# Task details:
Repeat the data verbatim, images excluded.

☆ ☆ ☆ ☆

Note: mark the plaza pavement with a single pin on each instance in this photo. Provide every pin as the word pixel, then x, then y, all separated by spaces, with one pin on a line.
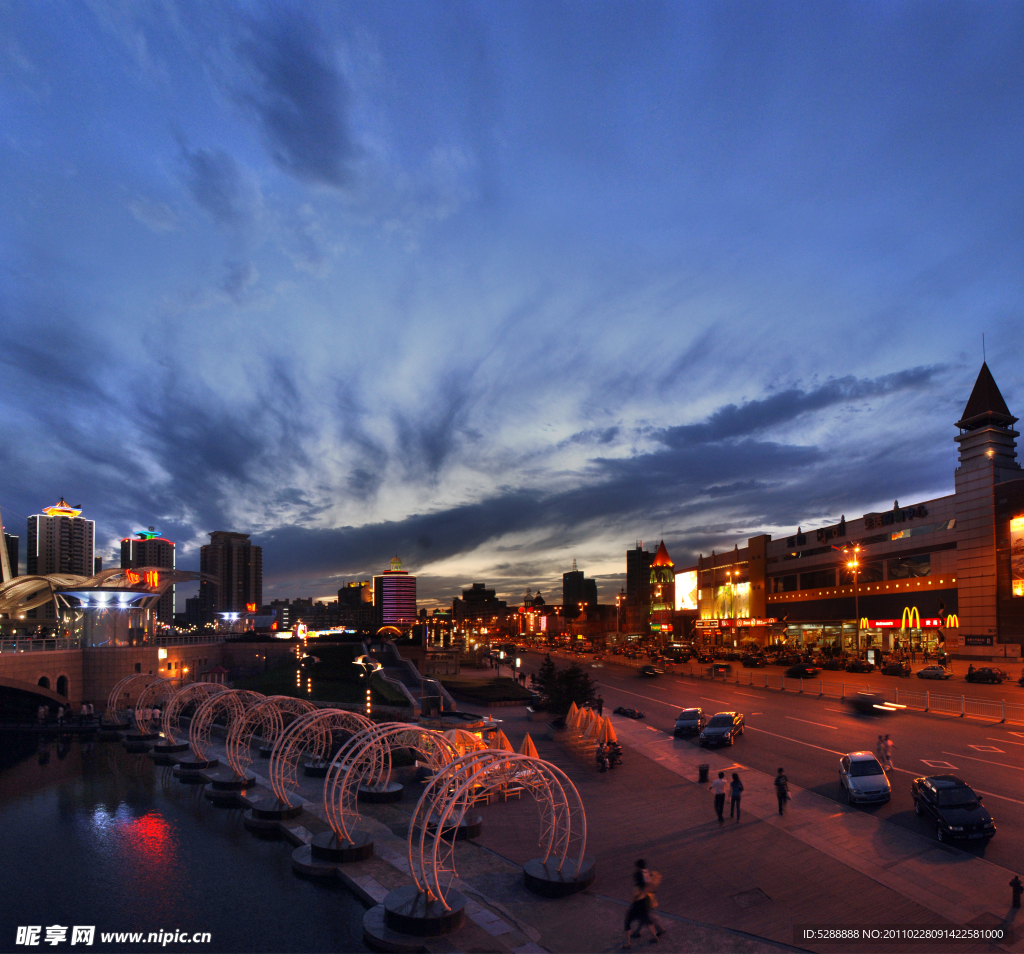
pixel 733 887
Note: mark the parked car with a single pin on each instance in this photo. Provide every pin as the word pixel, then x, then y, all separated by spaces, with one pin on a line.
pixel 951 804
pixel 628 712
pixel 863 778
pixel 859 665
pixel 986 675
pixel 934 671
pixel 722 729
pixel 803 670
pixel 689 722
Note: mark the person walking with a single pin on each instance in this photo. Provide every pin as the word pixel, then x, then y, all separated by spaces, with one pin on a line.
pixel 639 909
pixel 736 789
pixel 719 786
pixel 887 750
pixel 781 790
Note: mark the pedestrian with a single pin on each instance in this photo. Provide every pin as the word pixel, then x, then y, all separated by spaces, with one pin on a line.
pixel 887 747
pixel 736 788
pixel 781 790
pixel 719 786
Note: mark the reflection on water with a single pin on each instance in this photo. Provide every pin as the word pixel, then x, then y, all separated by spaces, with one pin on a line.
pixel 93 835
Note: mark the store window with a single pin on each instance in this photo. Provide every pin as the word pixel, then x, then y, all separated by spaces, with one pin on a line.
pixel 909 567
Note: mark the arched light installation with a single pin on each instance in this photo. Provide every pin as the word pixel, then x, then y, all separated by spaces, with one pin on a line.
pixel 311 734
pixel 445 799
pixel 266 720
pixel 193 694
pixel 231 703
pixel 365 762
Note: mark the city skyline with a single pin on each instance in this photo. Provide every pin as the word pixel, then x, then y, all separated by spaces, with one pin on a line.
pixel 496 289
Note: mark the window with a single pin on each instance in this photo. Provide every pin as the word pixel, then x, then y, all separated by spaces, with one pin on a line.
pixel 817 579
pixel 908 567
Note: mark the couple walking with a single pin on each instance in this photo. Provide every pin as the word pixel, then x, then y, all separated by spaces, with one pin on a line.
pixel 735 789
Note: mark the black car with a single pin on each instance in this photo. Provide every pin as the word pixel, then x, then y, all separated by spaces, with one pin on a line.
pixel 953 807
pixel 689 722
pixel 986 675
pixel 628 712
pixel 803 670
pixel 722 729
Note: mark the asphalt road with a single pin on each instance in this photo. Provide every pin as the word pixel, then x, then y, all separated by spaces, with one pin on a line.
pixel 807 735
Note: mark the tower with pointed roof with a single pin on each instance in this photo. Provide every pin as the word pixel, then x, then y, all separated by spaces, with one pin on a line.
pixel 987 458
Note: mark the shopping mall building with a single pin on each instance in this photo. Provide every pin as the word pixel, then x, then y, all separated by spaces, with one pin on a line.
pixel 946 572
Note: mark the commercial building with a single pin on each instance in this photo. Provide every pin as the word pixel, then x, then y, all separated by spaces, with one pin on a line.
pixel 232 575
pixel 148 549
pixel 394 597
pixel 59 540
pixel 942 573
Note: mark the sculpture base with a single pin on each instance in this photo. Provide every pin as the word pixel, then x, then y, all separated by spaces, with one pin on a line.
pixel 408 911
pixel 327 847
pixel 543 877
pixel 380 794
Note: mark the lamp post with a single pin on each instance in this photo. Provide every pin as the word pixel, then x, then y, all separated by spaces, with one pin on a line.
pixel 370 665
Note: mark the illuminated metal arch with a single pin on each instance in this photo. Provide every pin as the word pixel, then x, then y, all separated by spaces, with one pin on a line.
pixel 193 693
pixel 265 719
pixel 443 804
pixel 365 761
pixel 312 733
pixel 122 691
pixel 161 689
pixel 231 703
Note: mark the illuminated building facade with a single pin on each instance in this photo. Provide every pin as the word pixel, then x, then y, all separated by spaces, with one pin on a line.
pixel 394 597
pixel 232 575
pixel 59 540
pixel 942 573
pixel 148 549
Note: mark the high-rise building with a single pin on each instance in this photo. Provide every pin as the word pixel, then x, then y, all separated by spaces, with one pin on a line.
pixel 394 597
pixel 10 541
pixel 237 567
pixel 60 540
pixel 147 548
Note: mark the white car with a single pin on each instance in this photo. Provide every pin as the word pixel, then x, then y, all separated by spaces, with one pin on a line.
pixel 863 778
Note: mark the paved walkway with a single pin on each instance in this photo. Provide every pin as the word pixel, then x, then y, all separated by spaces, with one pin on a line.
pixel 735 887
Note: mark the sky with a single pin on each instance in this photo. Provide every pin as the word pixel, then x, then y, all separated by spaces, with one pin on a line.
pixel 497 286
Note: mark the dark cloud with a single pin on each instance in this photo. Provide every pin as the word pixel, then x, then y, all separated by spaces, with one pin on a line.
pixel 301 102
pixel 217 184
pixel 730 421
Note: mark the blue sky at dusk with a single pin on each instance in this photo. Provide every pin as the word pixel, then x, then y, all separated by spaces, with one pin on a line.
pixel 496 286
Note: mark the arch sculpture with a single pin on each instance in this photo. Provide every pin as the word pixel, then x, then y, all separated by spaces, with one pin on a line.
pixel 157 693
pixel 231 704
pixel 266 719
pixel 442 806
pixel 121 693
pixel 312 734
pixel 193 694
pixel 365 762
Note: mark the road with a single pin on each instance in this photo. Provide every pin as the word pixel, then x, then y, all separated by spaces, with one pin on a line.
pixel 807 735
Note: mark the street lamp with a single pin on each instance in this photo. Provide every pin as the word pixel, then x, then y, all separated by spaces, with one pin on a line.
pixel 370 665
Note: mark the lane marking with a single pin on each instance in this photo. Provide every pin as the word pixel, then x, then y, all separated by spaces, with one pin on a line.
pixel 987 763
pixel 798 741
pixel 821 724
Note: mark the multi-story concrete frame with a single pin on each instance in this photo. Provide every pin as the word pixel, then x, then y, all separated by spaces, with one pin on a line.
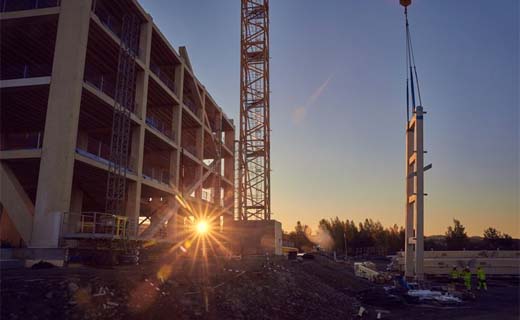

☆ ☆ ☆ ☆

# Response box:
Note: mark the plaza pavement with a single pin on each instance in this photo. Provide every pin as the word pixel, then x, then y, all separated by spaces, with one pin on a line.
pixel 733 887
Note: mark the parked car with a single pin on each instance in this photo. Provide every pin as the word pixel, then x, then y, all separated by spaces, with one pin on a line.
pixel 951 804
pixel 628 712
pixel 863 778
pixel 859 665
pixel 986 675
pixel 934 671
pixel 722 729
pixel 803 670
pixel 689 722
Note: mark the person walking with a single pin on each instance in this photo. Provide every pin as the word pixel, then x, then y, all separated by spaces, with one pin on a line.
pixel 639 909
pixel 736 789
pixel 719 786
pixel 887 750
pixel 781 790
Note: mark the pedestrian with a single pin on each instance in this photo. Provide every pin as the word pixel, then x, then y, all separated by spaces, with one pin on a line.
pixel 887 747
pixel 736 788
pixel 781 790
pixel 719 786
Note: mark the reflection on water with a single pin on each instance in this photo. Provide every pin as the word pixel, then x, then y, all separated by spaces, with one pin on a line.
pixel 93 835
Note: mark the store window with a single pin on each instance in this photo. Provide every pin as the word pixel, then x, then y, all separated by spaces, with one pin on a line.
pixel 909 567
Note: mark the arched light installation with a single pin on each instance in this photo. Provide every pin as the word pixel, then x, then y, all separated by spaces, with one pin on a line.
pixel 311 734
pixel 445 799
pixel 266 720
pixel 193 694
pixel 231 703
pixel 365 762
Note: mark the city skyline with a single pin on each instance in this photo. Provide every pin as the word pixel, then x, then y, all separated by spaces, with one pin on a line.
pixel 496 289
Note: mark the window with a single pin on each instance in this photo. Provide every pin as the word pixel, then x, then y, all separated by spaces, with one pin on a line.
pixel 817 579
pixel 908 567
Note: mark the couple walking with a single pin on each instance in this photo. Provide every pin as the word pixel, then x, then y, all separated by spaces, with one pin on a line.
pixel 735 789
Note: mark the black car with a single pin on each instance in this photo. Provide every pin as the word pixel, then x, then y, all separated by spaces, with one pin on a line.
pixel 953 807
pixel 689 722
pixel 986 675
pixel 628 712
pixel 803 670
pixel 722 729
Note: mark the asphalt road with a single pin on each instance in this photo. Provide every pin as the word pixel, then x, then y, all separated by spaces, with one pin on a line.
pixel 807 735
Note: mark the tower with pointed roof with a single pin on each instance in this photo. Provide every pin as the word pixel, then x, then y, all separated by spaces, with one pin on a line.
pixel 987 458
Note: mark the shopping mall building with a single pin on each instance in this photo. Provide every pin as the word pixel, then x, then y, all separated by spaces, with one pin on a line.
pixel 946 572
Note: mark the commercial building with a single pin on each instance in this photo. Provide every pin as the word pixel, then x, then y, all separated by spaces, with one pin on a line.
pixel 232 575
pixel 148 549
pixel 394 597
pixel 59 540
pixel 942 573
Note: mark the sculpture base with a single pin on each instance in this photo. Provide every pin as the word pixel, then x, then y, all separated by spaces, with one pin on a line.
pixel 408 911
pixel 327 847
pixel 543 877
pixel 380 794
Note: mark the lamp post with a single pin on each instance in this photo. Provide every pin as the word pixel, then x, then y, all separated by spaces, with one pin on a line.
pixel 370 665
Note: mark the illuminated metal arch with a single pin on each instance in this photo. Provide every pin as the word pixel, then x, then y, all separated by spaces, with one pin on a line.
pixel 193 693
pixel 265 719
pixel 443 804
pixel 365 761
pixel 312 733
pixel 122 691
pixel 161 689
pixel 231 703
Note: mark the illuminated building facade with a single pin on each instance in this photo. Provide every pin as the word pixel, then x, then y, all separated by spaces, with one pin on a line.
pixel 394 597
pixel 232 575
pixel 59 540
pixel 942 573
pixel 148 549
Note: mark the high-rise building with a single pin on each instance in this photo. Provide every pin as the word pixel, then x, then y, all separated by spaces, with one pin on a line.
pixel 394 597
pixel 10 541
pixel 237 567
pixel 60 540
pixel 147 548
Note: mark the white car with a single pin on each instance in this photo. Provide every pin as the word pixel, then x, then y, all separated by spaces, with one pin on a line.
pixel 863 778
Note: mark the paved walkway with a single pin on each instance in this photo. Provide every pin as the word pixel, then x, then y, all separated by spaces, with one pin on a line.
pixel 735 887
Note: mark the sky with a single pin on each instance in this photo. Provide every pin as the word pixel, then x, then y, all separated by spaces, with one pin on a line.
pixel 497 286
Note: mark the dark cloud with a single pin on each instance in this photo. Provide every pin as the word pixel, then x, then y, all separated by spaces, with one pin on a line.
pixel 301 102
pixel 217 184
pixel 730 421
Note: mark the blue sky at dusk with a single pin on each instance in this photo. Provide every pin as the word pixel, then x, then y, all separated by spaces, with one pin on a line.
pixel 496 286
Note: mark the arch sculpture with a single pin on each instance in this photo. Provide every pin as the word pixel, then x, then y, all separated by spaces, with one pin on a line.
pixel 157 693
pixel 231 704
pixel 266 719
pixel 442 806
pixel 121 693
pixel 312 734
pixel 193 694
pixel 365 762
Note: mark the road with a single pin on each instance in this photo. Provide every pin as the word pixel, then x, then y, all separated by spaces, with one pin on a line.
pixel 807 735
Note: mark the street lamp with a single pin on each instance in this photo. Provide every pin as the word pixel, then x, then y, all separated by spaces, with one pin on a line.
pixel 370 665
Note: mark the lane marking with a single pin on each instance in this photo. Provide every pin as the word pixel, then x, then y, all separated by spaces, with one pin on a line.
pixel 987 763
pixel 798 741
pixel 821 724
Note: mark the multi-story concrete frame with a single pin on each instance in this photo. Provide every pin as the word pixel, then x, then y, all separated by spaces, with one pin on a line.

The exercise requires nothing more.